Quellenauszug:
┄┄┄┄┄┄

# Brauche Meinungen zu IPX-Server



## DanKie (16. März 2004)

Hallo Leute,

ich bin zur Zeit auf der Suche nach einem neuen Provider für Root-Server und würde nun gerne mal von Euch wissen wie Eure Erfahrungen mit dem Anbieter sind.

Habe in einem anderen Forum (abserviert4free.net/forum) gelesen das die dort überhauptnichts von IP-Exchange und IPX-Server halten.

Hoffe Ihr könnt mir da ein bißchen Entscheidungshilfe geben.

Wäre schön wenn ne kleine Pro / Kontra-Liste dabei rauskommen würde.

Gruß,
Daniel.


----------



## Tommy (16. März 2004)

Schau dir mal diesen Thread an: http://www.vbulletin-germany.com/forum/showthread.php?s=&threadid=9241


----------



## Thomas Lindner (16. März 2004)

Randbermerkung:

tutorials.de läuft auf einem IPX Server!


----------



## Arne Buchwald (16. März 2004)

http://forum.webhostlist.de/active/thread.jspa?threadID=24128&tstart=60


----------



## Dominik Haubrich (16. März 2004)

┄┄┄┄┄┄

Auf was für einem Server läuft tutorials.de laut dem Quellenauszug? Das Material wird zur Bearbeitung nicht benötigt.

┄┄┄┄┄┄

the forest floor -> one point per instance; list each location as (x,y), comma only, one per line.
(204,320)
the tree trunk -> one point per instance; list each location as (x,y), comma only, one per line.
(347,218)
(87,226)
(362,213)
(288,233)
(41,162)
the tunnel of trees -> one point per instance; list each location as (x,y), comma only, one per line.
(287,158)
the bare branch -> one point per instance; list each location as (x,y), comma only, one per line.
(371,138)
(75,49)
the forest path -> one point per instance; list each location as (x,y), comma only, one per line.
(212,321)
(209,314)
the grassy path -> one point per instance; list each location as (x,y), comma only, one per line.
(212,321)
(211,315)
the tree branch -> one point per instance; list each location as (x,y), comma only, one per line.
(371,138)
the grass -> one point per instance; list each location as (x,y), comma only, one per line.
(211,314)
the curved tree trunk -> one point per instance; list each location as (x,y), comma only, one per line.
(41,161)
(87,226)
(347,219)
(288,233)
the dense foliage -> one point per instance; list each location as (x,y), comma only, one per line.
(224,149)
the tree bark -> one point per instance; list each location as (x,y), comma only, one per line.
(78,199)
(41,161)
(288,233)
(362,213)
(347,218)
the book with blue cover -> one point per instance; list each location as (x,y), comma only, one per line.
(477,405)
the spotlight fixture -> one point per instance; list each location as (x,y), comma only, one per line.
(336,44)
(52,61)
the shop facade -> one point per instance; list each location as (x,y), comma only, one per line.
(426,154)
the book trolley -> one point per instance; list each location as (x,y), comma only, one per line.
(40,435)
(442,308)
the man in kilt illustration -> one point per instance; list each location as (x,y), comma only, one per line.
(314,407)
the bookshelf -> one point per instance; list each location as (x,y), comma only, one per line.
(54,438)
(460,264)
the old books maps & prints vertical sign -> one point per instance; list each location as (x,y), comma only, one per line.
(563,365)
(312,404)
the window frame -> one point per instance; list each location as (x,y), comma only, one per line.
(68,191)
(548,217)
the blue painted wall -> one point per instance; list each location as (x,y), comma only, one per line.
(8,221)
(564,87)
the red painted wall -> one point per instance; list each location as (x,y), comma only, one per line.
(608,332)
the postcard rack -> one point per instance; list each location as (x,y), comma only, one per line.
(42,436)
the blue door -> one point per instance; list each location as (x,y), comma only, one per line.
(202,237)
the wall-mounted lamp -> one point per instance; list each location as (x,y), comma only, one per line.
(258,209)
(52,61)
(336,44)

┄┄┄┄┄┄

Antwort zur Aufgabe:
tutorials.de läuft auf einem IPX Server.